Location identification entries

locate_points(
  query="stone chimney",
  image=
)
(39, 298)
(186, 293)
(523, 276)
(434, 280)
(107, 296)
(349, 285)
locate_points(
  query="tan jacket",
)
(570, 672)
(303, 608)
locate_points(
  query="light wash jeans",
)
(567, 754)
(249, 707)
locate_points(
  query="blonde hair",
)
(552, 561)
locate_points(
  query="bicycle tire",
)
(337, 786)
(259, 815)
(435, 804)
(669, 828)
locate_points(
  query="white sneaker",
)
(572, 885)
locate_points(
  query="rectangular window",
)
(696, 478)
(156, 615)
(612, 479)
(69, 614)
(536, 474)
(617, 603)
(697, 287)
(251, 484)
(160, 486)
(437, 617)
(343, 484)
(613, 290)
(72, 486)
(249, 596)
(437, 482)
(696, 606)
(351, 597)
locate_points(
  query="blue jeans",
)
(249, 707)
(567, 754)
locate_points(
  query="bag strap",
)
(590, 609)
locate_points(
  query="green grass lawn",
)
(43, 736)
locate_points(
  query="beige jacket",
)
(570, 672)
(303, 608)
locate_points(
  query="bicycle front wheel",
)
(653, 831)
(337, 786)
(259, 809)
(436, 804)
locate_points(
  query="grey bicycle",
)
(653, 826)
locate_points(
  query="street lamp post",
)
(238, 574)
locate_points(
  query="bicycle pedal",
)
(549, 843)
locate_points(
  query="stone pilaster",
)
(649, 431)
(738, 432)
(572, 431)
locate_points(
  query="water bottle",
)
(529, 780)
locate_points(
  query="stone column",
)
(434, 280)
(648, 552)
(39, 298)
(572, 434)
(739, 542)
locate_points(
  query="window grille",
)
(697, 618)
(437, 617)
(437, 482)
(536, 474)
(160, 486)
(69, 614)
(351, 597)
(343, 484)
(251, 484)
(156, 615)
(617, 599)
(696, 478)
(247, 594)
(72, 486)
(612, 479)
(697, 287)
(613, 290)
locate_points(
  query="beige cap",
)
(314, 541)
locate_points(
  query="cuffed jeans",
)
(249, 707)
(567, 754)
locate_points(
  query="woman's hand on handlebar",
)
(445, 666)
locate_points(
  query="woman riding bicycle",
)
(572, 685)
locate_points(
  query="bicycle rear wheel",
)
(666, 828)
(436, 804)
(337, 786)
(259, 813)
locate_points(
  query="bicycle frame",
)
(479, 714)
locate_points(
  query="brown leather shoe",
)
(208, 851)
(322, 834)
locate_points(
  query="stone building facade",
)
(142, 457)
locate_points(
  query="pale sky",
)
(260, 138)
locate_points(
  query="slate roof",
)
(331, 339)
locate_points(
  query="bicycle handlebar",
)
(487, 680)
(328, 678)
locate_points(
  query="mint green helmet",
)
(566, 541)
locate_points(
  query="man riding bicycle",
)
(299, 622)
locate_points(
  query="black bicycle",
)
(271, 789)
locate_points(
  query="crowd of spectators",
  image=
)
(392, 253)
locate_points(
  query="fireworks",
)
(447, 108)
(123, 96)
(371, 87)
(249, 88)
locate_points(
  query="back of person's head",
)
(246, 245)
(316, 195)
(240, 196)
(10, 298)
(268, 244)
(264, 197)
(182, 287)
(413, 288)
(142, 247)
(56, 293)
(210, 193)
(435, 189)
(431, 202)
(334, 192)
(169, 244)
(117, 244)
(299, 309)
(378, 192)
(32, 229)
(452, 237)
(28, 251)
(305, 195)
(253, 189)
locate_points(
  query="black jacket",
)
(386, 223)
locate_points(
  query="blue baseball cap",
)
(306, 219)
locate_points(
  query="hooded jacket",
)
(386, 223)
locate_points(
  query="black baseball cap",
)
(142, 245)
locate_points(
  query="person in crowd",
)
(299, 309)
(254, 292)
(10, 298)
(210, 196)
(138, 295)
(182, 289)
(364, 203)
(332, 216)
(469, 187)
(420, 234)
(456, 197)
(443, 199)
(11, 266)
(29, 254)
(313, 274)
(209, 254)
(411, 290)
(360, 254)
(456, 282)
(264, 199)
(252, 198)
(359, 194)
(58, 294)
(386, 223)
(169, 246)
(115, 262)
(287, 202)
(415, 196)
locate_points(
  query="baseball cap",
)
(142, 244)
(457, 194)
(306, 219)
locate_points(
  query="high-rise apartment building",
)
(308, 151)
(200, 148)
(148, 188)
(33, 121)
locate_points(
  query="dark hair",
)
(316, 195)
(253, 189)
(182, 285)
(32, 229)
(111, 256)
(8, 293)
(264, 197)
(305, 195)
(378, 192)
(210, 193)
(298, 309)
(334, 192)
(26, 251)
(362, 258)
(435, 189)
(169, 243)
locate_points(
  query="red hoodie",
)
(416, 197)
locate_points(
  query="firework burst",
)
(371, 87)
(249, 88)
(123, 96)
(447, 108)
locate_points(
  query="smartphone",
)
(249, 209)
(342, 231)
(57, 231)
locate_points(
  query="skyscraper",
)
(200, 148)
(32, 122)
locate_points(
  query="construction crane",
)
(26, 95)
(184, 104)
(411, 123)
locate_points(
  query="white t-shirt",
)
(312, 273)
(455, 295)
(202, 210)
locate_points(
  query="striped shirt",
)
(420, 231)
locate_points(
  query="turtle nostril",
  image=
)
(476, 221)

--

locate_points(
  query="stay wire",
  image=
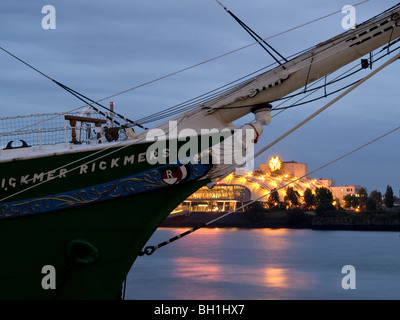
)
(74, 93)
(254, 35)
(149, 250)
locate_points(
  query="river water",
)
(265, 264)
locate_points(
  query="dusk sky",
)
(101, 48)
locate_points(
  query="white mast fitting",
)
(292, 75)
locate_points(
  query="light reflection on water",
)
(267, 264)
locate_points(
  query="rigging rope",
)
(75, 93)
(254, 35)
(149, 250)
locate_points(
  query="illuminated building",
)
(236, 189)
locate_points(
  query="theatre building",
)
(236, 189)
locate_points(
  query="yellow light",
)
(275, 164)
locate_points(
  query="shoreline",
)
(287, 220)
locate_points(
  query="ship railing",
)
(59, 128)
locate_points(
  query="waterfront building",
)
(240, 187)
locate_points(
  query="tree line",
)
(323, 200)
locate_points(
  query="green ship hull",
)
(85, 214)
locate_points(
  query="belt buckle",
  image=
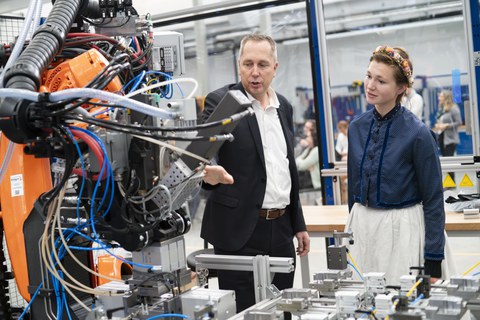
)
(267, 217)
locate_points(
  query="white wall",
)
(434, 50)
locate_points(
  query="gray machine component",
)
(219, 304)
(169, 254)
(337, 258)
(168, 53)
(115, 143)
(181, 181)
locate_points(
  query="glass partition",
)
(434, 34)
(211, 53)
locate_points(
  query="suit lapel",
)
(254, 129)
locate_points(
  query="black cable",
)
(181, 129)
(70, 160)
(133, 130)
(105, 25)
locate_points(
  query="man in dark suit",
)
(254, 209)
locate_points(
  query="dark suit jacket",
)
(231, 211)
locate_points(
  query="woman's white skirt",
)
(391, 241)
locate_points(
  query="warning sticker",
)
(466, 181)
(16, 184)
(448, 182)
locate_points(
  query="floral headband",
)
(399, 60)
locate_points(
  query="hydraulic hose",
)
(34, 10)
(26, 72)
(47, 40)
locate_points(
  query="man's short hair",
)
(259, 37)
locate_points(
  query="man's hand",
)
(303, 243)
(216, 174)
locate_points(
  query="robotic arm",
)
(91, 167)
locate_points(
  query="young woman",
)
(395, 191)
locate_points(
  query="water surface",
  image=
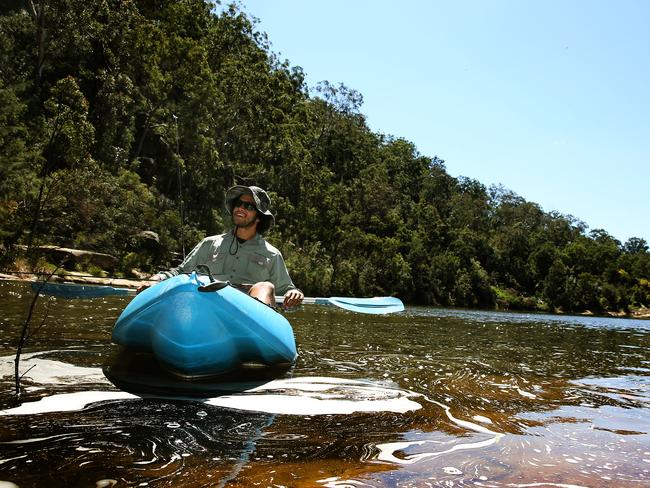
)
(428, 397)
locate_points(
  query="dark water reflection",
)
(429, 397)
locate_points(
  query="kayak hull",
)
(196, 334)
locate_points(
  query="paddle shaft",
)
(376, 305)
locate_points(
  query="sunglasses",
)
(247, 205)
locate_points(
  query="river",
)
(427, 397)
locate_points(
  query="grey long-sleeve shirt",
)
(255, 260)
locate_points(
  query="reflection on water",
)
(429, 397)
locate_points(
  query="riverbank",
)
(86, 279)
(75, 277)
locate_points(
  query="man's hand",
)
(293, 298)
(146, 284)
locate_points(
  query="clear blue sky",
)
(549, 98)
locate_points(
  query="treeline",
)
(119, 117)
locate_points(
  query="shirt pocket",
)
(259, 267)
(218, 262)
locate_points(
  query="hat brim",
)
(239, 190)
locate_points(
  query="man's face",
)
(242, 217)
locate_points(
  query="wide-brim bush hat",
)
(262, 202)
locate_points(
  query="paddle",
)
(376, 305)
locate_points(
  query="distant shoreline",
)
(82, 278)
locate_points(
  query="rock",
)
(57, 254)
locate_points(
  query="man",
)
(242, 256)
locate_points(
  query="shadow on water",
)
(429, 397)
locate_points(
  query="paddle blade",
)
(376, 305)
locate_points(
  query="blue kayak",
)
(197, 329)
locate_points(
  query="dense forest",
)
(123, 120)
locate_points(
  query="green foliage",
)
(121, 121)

Required task: Collect every line from the material above that contains the string "window", treating case as significant.

Response:
  query="rectangular window",
  query="window grille",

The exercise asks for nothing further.